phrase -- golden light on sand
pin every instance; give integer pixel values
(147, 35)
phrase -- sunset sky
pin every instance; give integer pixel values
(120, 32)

= = =

• [EXERCISE BRIEF] Rewrite the items with every "integer" changed to "whole-number" and nothing else altered.

• [EXPECTED OUTPUT]
phrase -- golden light on sand
pin every instance; give whole-number pixel values
(147, 35)
phrase -- sunset sky
pin every instance; give whole-number pixel values
(120, 32)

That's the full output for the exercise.